» Dataset excerpt
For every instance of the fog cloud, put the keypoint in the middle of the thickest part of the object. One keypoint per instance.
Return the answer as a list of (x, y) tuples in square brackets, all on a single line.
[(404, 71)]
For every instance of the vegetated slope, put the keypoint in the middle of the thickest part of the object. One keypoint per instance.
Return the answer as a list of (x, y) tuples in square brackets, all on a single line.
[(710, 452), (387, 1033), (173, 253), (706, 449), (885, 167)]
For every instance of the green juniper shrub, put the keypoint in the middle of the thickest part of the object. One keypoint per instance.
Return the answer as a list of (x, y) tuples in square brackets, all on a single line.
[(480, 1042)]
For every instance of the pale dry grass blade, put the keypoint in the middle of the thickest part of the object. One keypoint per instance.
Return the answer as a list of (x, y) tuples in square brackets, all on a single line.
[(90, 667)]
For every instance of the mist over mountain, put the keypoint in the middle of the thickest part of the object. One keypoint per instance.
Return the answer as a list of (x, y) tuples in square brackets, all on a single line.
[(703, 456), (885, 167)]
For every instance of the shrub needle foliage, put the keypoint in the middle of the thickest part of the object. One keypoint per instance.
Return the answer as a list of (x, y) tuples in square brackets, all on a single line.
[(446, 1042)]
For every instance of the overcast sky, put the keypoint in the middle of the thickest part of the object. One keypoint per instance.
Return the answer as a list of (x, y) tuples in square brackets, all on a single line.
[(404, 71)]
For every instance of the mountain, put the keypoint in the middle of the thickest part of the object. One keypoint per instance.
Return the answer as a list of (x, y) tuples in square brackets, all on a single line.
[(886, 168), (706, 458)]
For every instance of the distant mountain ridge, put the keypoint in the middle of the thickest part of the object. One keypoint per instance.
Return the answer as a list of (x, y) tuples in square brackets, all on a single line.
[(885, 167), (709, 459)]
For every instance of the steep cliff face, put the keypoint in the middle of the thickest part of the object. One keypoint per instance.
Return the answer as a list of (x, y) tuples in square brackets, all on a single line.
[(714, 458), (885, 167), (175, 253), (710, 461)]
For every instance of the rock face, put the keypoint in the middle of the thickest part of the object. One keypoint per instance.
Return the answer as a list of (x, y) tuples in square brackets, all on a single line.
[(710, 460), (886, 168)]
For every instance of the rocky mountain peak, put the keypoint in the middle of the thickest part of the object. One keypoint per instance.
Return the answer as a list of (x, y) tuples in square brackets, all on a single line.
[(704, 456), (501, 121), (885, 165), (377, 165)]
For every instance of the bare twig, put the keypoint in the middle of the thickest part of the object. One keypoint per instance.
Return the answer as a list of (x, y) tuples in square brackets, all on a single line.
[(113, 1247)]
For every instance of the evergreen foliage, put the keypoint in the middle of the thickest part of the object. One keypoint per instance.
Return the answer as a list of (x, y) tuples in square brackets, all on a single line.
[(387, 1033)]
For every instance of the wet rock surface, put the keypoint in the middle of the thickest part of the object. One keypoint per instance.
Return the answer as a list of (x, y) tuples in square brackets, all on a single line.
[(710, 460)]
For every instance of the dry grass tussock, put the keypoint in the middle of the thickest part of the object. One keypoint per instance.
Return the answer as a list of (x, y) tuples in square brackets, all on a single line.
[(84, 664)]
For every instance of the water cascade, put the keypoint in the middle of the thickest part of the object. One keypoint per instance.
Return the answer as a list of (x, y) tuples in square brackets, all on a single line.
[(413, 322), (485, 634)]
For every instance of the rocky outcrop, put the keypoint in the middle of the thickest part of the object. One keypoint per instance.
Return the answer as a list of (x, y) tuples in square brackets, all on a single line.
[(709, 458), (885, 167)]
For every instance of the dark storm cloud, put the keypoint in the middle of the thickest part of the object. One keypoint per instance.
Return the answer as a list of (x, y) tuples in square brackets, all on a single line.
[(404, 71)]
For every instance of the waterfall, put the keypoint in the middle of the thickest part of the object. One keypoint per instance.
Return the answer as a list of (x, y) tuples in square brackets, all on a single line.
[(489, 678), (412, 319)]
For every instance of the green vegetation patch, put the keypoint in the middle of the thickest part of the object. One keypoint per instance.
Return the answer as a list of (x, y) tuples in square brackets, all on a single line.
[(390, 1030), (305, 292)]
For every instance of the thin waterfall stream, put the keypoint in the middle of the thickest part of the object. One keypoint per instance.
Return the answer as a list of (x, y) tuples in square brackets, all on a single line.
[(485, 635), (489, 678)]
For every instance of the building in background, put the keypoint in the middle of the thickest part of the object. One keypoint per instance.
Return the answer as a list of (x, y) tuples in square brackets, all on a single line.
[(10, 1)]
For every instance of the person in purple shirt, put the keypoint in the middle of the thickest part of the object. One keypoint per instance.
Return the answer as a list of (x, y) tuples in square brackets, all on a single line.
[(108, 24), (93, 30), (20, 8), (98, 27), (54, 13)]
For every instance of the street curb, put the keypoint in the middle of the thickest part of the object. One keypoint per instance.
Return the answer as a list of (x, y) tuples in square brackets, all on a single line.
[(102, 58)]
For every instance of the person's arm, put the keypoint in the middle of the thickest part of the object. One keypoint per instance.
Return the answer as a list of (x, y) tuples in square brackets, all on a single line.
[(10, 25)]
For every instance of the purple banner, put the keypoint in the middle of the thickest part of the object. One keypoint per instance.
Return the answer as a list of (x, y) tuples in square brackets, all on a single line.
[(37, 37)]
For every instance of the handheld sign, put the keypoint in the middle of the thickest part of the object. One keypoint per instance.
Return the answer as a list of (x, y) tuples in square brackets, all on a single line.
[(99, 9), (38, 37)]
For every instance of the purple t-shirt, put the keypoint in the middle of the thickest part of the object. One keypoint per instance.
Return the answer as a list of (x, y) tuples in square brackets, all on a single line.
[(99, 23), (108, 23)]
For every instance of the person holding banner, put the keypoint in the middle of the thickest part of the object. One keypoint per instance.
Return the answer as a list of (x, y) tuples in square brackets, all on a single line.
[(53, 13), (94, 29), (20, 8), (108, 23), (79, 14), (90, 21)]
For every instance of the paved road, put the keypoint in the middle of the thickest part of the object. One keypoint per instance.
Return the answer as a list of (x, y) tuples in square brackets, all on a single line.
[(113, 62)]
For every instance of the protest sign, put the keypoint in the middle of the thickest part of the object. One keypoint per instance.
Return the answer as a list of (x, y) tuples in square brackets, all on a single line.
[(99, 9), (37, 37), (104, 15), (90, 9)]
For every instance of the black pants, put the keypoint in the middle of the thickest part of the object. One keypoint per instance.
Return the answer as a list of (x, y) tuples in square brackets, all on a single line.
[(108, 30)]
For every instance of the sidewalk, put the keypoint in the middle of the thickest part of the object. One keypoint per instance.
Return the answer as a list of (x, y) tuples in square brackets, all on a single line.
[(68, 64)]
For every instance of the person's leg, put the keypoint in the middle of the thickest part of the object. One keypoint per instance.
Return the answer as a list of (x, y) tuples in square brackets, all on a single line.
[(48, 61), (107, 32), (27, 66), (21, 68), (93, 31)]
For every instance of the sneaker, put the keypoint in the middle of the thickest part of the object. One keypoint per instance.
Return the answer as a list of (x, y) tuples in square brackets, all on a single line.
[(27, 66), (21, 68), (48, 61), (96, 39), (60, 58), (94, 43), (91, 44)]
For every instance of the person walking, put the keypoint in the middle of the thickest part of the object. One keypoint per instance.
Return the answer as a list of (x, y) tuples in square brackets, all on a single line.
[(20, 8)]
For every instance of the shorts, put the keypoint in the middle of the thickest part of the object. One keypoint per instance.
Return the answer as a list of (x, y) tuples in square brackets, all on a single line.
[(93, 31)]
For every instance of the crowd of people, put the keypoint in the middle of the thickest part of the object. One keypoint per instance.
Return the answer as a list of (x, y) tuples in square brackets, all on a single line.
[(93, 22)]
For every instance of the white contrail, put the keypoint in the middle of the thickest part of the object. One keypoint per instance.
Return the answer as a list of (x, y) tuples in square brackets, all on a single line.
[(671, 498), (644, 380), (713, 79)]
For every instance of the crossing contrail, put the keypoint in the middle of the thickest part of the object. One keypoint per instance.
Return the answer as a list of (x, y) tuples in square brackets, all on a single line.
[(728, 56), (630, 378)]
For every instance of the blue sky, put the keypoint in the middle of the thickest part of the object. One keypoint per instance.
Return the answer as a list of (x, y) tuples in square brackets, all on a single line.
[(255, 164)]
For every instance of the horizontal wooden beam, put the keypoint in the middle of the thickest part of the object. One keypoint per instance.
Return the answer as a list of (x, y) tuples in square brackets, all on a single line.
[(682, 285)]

» Your objective
Copy the material from the line with "For every instance of the green vegetation" to the line with "[(485, 635), (489, 678)]", replacing "tuples" with "pairs" and keeping everything else the same.

» Completed task
For every instance of the green vegetation patch, put the keypoint in the middle of the thickest part of the object. One keypoint per instance.
Return the answer as a list of (x, y) pairs in square brackets, all on a single line.
[(390, 1030), (305, 292)]
For every instance of the thin waterfall stream, put the keypoint in the middle of the thickest part of the object. One keypoint per instance.
Return the answer as a list of (x, y) pairs in square brackets, all on a single line.
[(485, 635), (489, 678)]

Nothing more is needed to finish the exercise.